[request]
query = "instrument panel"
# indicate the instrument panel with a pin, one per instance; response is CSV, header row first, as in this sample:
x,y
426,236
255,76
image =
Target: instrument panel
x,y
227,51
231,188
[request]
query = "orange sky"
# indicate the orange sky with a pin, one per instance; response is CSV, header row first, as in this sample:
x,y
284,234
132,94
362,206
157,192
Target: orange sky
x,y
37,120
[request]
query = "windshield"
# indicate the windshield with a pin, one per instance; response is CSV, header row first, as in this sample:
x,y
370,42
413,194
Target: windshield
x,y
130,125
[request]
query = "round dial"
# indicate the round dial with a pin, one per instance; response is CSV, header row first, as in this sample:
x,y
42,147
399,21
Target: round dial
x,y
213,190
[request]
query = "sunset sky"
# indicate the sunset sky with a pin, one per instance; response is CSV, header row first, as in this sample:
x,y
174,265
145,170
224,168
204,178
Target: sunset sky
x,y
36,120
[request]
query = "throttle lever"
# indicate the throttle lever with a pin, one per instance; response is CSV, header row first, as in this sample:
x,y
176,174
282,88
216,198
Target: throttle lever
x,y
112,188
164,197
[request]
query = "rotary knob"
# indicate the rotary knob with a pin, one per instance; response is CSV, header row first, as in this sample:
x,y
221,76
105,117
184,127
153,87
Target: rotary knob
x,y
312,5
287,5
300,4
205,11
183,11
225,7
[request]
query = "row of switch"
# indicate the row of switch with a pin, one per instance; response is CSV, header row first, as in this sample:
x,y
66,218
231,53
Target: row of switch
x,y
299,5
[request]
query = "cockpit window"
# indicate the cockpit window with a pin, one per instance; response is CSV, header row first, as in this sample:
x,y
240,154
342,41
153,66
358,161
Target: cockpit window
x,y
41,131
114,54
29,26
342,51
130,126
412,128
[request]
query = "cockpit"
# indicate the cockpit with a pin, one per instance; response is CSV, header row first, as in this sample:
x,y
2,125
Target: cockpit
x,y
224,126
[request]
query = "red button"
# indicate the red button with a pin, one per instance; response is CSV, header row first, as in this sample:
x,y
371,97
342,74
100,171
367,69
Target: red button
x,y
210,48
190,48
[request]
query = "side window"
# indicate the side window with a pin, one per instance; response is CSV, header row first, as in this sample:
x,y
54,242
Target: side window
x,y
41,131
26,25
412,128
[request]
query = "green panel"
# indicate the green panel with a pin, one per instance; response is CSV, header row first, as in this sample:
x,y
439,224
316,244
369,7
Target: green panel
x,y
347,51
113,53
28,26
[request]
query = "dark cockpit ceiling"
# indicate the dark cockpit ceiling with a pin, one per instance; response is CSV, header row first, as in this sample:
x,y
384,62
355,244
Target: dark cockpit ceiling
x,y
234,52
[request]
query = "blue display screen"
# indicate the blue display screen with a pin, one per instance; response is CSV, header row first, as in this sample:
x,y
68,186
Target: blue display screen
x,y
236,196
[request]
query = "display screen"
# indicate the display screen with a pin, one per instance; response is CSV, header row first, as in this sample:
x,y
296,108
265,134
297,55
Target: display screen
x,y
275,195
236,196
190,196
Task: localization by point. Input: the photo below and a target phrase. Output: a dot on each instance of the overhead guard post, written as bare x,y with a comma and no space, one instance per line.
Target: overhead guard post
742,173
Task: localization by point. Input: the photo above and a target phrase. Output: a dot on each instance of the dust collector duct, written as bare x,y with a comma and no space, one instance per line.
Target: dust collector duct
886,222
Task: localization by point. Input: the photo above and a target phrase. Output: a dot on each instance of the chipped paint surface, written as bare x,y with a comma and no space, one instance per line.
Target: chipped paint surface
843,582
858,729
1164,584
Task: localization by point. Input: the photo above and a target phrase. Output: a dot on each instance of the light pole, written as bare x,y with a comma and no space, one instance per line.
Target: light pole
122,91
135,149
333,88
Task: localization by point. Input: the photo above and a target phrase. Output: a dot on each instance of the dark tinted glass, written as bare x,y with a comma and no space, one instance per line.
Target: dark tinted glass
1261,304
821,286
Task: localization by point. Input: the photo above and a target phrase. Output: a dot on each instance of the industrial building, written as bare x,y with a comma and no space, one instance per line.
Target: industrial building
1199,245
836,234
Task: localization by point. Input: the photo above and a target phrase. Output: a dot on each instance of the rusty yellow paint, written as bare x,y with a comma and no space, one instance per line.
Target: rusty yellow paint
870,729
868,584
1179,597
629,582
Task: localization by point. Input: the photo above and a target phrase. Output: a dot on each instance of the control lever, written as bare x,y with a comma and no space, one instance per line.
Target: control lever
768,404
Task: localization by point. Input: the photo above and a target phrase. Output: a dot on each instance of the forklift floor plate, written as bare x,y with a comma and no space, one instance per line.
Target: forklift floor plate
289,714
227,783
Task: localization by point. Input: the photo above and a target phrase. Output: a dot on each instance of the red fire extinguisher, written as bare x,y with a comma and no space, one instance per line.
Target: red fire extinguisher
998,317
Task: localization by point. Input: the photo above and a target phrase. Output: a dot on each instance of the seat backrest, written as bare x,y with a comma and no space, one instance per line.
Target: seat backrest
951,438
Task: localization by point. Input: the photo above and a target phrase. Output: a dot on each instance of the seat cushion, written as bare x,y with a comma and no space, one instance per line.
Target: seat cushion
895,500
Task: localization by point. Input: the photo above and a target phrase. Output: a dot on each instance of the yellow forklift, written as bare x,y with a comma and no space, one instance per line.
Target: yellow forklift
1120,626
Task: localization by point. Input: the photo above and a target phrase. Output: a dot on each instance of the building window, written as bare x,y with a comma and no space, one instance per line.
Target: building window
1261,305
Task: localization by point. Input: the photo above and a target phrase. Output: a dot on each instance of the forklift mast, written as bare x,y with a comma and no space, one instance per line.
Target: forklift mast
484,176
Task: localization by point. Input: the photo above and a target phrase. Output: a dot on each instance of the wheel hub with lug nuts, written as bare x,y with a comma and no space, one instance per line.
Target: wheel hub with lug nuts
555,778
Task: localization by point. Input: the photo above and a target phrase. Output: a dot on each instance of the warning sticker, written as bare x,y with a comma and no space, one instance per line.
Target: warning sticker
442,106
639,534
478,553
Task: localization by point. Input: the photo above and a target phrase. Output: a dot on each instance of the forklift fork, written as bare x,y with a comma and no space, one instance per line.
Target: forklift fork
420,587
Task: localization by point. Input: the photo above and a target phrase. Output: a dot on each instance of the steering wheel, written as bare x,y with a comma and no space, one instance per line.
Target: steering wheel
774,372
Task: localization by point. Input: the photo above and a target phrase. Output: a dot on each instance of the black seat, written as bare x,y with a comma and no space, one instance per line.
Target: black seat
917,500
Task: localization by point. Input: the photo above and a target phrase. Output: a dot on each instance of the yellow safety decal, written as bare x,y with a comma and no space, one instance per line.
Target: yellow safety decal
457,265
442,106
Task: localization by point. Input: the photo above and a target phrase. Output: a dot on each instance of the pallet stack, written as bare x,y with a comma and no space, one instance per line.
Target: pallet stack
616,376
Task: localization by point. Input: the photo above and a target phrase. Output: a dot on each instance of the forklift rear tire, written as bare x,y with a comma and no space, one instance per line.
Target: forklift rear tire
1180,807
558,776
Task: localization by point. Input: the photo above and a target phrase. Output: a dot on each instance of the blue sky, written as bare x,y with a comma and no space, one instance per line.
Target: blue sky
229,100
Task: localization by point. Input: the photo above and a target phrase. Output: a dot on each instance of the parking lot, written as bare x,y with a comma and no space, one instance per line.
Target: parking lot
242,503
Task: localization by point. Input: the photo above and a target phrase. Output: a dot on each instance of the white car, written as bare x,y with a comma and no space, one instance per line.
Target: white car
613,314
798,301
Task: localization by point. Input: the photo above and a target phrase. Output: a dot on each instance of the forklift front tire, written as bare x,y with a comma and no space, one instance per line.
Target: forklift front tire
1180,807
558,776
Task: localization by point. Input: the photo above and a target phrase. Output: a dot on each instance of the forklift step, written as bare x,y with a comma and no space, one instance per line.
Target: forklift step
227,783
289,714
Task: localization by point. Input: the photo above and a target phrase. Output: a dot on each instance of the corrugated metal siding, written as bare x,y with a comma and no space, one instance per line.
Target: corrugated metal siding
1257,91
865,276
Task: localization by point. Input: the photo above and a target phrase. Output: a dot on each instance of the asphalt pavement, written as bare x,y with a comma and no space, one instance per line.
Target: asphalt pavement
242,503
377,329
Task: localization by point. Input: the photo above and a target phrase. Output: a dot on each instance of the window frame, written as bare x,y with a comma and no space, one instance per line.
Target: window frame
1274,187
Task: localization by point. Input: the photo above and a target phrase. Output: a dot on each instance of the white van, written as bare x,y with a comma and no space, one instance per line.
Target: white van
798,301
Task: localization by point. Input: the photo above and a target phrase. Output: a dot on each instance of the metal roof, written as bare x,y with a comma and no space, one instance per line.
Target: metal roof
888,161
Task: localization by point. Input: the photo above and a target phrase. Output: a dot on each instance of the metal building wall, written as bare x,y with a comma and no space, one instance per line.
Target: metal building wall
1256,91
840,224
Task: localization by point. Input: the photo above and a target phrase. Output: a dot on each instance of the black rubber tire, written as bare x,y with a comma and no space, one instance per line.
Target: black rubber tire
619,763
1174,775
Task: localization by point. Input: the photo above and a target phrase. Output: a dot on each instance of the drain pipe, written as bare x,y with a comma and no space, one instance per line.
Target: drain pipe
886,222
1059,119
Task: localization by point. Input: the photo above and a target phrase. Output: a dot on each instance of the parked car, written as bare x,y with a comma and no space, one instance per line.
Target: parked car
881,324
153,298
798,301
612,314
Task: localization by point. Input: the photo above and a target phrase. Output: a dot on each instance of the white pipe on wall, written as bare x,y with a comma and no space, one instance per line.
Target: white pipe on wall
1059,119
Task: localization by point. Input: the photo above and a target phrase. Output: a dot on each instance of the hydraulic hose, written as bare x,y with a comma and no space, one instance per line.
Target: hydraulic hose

══════════════════════════════

## [Written instruction]
Return the lines beginning at the one that contains "of the window" and continuing through the last line of the data, exactly as they stand and without any others.

## [The reply]
Task: localization by point. Input: the photo above and a target phrase. Output: a dot on each instance of the window frame, written as bare x,y with a comma and no space, one instance per line.
Target: window frame
1274,187
Task: localization by point. Input: the photo above and a target phrase. Output: a dot on each instance of the white van, written as bare x,y with a comma and no space, one instance per line.
Target: white van
798,301
Task: localization by point. Input: the photo above and a target phrase. Output: a dot on each instance of the metal roof, written as bare x,y with a comma and no space, one instance per line.
Target: metal roof
888,161
Task: localization by point. Input: the photo above and a target phrase. Output: a dot on each instance of the metal building wall, written as bare x,y with a comma and no space, one instance per line.
Target: metal building wall
1256,91
840,224
Task: localization by point. Input: the photo above and a target phrase. Output: a dot on each instance of the black rubber tire, written as bare x,y with a comma and no space, one instance per line.
Target: black rubber tire
619,763
1174,775
Task: localization by point. Input: the photo above and a target phrase. Output: a dot on each instance of the drain pipe, written as bare x,y with a comma and no space, one instance per line.
Target: drain pipe
886,222
1059,119
Task: localization by point. Input: the photo above and a target phrase. Output: a dot on each instance of the parked car, written as bare x,y with a comma and no space, one instance per line.
Target: parked car
881,324
153,298
798,301
612,314
Task: localization by point. Input: the photo above and a target phrase. Output: a dot on each instance of the white pipe on wall, written as bare x,y with a comma and no space, one instance per line.
Target: white pipe on wall
1059,119
Task: localization by point. Input: the photo above and a target phrase. Output: a dot on each instance of the hydraulic hose, written as bare x,y with a comma and no space, one instance per line.
Target: hydraulic hose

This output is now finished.